PROBLEM TO SOLVE:
Could you reproduce every entry as it stands, leaving the pictures behind?

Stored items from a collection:
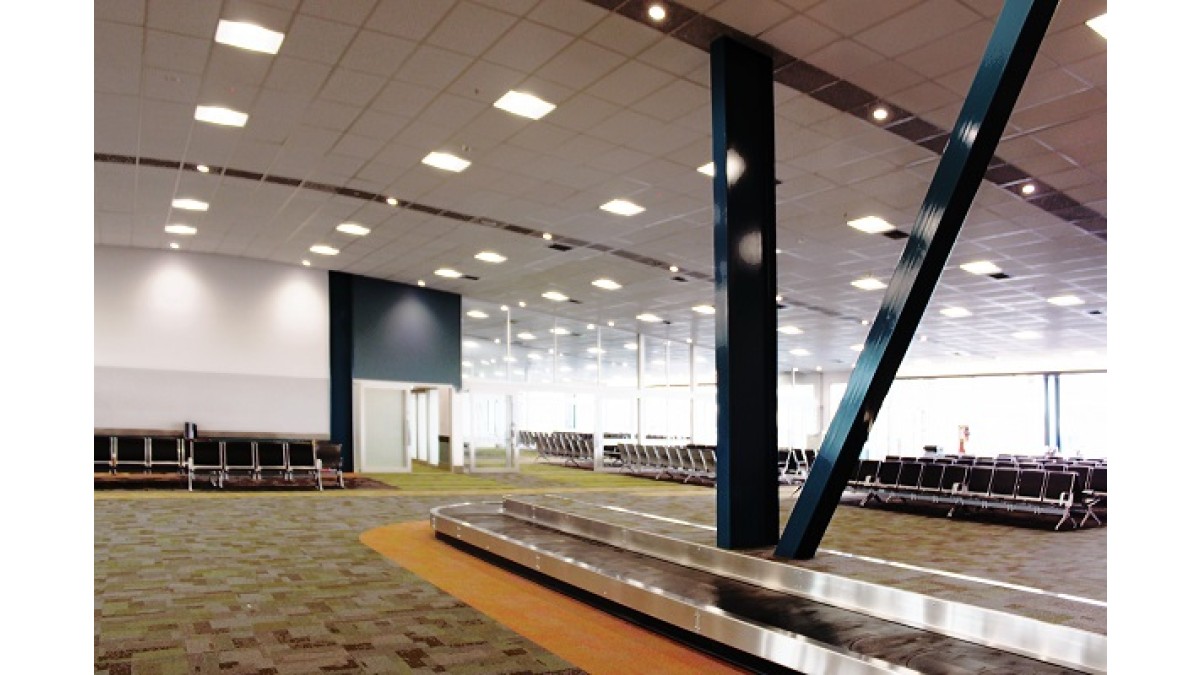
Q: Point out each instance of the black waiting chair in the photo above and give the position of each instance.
(105, 455)
(329, 455)
(273, 458)
(205, 457)
(166, 454)
(130, 452)
(239, 459)
(303, 460)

RESPONSE BOX:
Q: Point out each instance of the black waiting chair in the photo above and give the position of each instance.
(105, 455)
(329, 455)
(273, 458)
(205, 457)
(166, 454)
(130, 452)
(239, 459)
(303, 460)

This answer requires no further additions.